◆ **What the task asks**
Transcribe the post on public sin word for word, starting at "So... how and" and ending at "a fool of himself.".

◆ **Excerpt to read**
********************
Sunday, March 25, 2012

Publicizing a "Public" Sin

So... how and when ought a pastor speak out about sin? I know the classic distinction that is made is between private sins and ones that are public -- private being the ones that aren't know, and then public ones being the ones that are entirely well known by all and happen openly.

Here's thing. Just because something happens "in public" doesn't mean that it is public sin.

Well, what can that possibly mean?

An example - let's say I'm a Applebees and I see Church member "Dwight" get completely hammered, throw a plate on the floor in anger, just make a total fool of himself.

This isn't necessarily a public sin. Is there an arrest with public notification? Is it something EVERYONE knows about? Nope... it's Dwight making a fool of himself.

Therefore, if I show up at church and say, "Let us not behave boorishly... like Dwight here" -- what happens is this. I'm not preaching against sin, I'm not confronting it... I'm making people think, "Oh, well, what did Dwight do?" I shouldn't preach, "And let's try not to get ferschnickered at Applebees like some of us have taken to" -- because than, instead of the law being used as a tool to bring about repentance the hearers instead think, "Well, do you know what's going on... oooOOOooo, I wonder who the pastor is talking about."
********************
◆ **Listing**
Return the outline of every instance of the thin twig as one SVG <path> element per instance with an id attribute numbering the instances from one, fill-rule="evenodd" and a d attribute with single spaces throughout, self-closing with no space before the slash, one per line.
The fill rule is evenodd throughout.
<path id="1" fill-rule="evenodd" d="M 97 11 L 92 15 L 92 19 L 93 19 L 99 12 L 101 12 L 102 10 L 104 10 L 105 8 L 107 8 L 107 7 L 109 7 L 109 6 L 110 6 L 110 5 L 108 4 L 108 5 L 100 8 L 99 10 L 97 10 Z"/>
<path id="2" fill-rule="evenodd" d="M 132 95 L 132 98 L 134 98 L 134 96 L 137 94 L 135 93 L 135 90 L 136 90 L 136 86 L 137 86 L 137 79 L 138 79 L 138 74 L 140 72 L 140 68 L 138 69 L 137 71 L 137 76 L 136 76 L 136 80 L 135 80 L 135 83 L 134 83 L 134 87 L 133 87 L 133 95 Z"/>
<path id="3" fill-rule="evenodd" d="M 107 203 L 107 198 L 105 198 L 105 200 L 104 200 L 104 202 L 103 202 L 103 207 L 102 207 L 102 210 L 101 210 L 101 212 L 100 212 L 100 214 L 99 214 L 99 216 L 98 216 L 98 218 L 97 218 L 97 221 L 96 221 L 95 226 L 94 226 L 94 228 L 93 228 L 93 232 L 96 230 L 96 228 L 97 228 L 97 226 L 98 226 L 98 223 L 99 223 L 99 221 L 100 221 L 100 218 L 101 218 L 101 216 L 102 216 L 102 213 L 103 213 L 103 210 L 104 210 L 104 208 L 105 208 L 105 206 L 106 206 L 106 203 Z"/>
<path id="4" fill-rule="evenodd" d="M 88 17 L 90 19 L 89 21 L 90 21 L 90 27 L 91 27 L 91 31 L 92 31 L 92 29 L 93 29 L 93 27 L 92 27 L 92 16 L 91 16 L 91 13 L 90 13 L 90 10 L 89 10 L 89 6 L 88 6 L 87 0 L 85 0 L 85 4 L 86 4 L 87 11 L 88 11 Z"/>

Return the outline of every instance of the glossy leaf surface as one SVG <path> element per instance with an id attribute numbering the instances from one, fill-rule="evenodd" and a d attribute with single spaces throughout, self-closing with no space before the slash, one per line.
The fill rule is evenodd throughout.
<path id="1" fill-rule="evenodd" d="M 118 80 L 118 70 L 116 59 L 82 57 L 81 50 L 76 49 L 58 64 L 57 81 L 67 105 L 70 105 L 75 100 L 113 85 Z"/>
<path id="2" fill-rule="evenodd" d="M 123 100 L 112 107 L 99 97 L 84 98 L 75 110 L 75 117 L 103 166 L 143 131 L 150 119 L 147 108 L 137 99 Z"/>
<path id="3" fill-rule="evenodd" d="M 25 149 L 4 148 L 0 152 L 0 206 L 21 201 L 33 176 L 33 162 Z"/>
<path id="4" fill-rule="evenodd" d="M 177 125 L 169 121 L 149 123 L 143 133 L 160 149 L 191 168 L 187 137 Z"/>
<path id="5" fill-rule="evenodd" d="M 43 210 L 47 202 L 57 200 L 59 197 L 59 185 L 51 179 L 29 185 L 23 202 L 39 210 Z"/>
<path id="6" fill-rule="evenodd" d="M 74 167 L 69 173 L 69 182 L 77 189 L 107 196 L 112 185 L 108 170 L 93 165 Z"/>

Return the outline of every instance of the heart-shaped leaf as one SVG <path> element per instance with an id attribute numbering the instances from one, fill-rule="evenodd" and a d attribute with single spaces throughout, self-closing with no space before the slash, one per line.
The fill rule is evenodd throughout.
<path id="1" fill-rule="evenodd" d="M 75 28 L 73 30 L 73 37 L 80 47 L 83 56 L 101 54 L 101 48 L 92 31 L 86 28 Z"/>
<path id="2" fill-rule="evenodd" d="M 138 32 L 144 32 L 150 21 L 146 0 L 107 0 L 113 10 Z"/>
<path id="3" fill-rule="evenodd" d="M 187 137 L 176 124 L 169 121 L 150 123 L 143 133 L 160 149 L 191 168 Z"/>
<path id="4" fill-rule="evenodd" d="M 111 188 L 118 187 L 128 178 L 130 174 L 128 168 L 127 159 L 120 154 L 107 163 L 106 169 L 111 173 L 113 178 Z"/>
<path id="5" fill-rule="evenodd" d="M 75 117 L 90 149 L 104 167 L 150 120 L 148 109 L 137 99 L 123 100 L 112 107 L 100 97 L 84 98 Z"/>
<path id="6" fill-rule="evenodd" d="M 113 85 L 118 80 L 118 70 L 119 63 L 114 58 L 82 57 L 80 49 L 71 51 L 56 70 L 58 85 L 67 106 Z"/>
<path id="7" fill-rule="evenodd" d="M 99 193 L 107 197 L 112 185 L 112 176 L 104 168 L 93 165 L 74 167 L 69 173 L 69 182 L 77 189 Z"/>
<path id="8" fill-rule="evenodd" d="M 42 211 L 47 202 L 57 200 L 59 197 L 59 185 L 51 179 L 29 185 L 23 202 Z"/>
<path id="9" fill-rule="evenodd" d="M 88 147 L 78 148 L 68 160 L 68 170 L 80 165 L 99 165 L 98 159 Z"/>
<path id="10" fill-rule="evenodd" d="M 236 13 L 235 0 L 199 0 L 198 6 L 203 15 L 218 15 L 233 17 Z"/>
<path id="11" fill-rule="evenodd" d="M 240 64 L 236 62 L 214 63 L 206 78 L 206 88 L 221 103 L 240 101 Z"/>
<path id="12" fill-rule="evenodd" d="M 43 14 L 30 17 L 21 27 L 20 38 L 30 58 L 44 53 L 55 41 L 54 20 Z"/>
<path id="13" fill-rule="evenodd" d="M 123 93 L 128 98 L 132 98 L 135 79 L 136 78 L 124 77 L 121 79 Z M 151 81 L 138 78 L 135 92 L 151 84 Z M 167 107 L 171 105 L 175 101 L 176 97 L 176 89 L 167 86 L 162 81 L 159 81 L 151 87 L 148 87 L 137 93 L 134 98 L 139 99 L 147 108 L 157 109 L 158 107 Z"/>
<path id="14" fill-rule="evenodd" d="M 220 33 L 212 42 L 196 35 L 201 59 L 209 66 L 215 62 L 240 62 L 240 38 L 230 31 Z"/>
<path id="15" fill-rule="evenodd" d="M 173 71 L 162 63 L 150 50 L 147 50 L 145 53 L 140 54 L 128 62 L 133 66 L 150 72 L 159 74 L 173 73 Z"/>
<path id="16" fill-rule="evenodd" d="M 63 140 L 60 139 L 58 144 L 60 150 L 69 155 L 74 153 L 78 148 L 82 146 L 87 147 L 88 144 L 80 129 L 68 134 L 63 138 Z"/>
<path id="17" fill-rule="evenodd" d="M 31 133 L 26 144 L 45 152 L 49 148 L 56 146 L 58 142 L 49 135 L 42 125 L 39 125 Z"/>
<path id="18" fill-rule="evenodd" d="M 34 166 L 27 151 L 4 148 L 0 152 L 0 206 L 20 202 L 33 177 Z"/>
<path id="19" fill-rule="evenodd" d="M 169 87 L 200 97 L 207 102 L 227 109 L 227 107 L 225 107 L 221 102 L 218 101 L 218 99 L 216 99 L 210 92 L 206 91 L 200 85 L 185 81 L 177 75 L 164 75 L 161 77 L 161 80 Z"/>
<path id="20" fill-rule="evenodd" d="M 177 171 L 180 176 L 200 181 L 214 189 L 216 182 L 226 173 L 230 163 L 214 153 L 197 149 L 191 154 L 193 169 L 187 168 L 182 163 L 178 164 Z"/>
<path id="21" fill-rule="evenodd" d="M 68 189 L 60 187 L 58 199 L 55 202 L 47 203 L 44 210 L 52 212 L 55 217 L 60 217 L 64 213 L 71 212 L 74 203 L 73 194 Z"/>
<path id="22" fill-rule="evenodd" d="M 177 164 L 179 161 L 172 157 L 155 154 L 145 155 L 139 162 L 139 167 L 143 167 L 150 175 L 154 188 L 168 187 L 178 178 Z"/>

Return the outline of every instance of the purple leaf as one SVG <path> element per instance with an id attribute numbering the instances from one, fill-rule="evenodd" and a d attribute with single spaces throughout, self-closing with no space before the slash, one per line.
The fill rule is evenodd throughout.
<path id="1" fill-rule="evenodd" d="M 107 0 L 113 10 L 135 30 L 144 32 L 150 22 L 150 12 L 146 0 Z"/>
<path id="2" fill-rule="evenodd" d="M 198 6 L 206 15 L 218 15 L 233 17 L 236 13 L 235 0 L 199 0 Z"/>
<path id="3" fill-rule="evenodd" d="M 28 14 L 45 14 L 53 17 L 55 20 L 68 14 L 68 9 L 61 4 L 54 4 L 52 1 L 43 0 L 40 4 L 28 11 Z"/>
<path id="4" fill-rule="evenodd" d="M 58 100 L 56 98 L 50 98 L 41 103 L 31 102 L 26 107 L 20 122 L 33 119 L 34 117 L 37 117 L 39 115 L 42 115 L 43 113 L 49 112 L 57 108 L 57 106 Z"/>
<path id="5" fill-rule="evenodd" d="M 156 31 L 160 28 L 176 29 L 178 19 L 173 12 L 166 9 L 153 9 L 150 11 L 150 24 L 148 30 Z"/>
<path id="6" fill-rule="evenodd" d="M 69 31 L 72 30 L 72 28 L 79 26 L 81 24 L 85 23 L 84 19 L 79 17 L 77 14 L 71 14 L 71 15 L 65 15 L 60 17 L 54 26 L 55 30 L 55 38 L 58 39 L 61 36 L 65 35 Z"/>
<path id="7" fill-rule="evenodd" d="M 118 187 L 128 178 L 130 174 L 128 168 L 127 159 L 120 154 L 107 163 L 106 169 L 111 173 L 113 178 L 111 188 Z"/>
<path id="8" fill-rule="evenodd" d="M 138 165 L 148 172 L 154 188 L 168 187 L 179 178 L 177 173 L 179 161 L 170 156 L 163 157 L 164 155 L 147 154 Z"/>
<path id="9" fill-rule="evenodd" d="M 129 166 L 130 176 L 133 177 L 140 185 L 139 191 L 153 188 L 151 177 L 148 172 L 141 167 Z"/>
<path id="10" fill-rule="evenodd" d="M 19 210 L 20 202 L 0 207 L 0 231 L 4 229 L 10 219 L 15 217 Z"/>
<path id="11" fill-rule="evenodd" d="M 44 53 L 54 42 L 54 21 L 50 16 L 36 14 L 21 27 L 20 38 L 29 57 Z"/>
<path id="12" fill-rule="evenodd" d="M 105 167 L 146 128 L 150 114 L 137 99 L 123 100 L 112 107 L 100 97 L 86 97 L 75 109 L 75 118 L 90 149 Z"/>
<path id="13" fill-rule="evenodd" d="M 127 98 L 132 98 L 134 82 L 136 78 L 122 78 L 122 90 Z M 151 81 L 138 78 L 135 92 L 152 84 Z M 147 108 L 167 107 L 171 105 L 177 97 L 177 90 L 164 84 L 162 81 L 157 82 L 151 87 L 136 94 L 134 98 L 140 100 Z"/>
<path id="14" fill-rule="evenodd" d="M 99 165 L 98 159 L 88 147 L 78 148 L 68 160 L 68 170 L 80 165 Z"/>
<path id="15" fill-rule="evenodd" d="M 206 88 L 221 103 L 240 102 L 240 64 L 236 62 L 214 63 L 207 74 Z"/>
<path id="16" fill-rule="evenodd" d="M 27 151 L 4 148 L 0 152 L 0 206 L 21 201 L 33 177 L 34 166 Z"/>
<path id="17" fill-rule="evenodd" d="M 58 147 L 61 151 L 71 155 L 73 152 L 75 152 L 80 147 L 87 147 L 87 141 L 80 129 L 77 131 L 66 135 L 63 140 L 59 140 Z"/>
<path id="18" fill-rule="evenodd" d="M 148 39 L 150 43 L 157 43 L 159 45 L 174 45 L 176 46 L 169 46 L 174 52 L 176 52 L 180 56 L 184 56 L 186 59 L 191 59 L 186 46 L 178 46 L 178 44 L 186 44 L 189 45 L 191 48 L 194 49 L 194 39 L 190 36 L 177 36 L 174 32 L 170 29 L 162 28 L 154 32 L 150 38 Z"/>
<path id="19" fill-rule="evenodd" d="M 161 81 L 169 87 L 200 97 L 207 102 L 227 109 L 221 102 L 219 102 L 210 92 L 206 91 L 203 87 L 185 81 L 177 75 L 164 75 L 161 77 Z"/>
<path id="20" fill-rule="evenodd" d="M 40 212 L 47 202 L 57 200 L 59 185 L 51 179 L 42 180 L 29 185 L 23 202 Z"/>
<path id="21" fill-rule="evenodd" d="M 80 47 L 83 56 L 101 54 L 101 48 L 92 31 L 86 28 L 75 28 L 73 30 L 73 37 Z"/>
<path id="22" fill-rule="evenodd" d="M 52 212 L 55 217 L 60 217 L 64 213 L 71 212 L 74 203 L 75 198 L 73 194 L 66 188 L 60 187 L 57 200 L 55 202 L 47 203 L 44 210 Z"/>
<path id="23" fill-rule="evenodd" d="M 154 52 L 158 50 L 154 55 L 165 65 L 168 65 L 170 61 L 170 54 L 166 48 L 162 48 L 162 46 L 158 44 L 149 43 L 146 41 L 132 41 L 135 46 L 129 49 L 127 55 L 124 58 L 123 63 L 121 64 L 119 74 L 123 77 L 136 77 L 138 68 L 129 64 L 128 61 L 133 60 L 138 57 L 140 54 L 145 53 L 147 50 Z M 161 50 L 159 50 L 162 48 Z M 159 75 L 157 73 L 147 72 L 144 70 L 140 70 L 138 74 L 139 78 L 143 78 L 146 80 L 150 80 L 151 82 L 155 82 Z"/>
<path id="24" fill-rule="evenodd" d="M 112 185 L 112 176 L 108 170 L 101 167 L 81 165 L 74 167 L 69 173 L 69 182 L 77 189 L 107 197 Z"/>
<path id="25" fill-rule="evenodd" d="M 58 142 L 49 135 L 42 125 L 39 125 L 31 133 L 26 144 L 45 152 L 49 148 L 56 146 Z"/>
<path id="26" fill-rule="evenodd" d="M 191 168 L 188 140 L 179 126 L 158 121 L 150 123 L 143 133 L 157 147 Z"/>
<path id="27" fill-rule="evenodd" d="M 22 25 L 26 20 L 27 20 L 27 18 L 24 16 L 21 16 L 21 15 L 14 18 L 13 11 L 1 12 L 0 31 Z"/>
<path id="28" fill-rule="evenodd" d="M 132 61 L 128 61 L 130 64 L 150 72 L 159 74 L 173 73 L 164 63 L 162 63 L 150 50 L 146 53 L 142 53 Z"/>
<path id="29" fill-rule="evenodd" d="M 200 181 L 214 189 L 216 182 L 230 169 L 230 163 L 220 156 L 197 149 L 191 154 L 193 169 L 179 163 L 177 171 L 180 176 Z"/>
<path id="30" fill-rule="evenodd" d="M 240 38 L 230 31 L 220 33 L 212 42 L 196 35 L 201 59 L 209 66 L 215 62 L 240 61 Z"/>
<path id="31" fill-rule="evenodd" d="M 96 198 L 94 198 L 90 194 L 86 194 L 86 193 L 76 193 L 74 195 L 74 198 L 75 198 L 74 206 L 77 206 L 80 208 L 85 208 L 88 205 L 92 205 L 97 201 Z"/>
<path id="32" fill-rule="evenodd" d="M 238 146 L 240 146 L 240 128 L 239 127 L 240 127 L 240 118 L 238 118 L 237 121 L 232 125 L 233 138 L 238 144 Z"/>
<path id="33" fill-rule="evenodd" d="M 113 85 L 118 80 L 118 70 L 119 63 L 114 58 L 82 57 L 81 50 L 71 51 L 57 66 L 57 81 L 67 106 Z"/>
********************
◆ **Solution**
So... how and when ought a pastor speak out about sin? I know the classic distinction that is made is between private sins and ones that are public -- private being the ones that aren't know, and then public ones being the ones that are entirely well known by all and happen openly.

Here's thing. Just because something happens "in public" doesn't mean that it is public sin.

Well, what can that possibly mean?

An example - let's say I'm a Applebees and I see Church member "Dwight" get completely hammered, throw a plate on the floor in anger, just make a total fool of himself.

This isn't necessarily a public sin. Is there an arrest with public notification? Is it something EVERYONE knows about? Nope... it's Dwight making a fool of himself.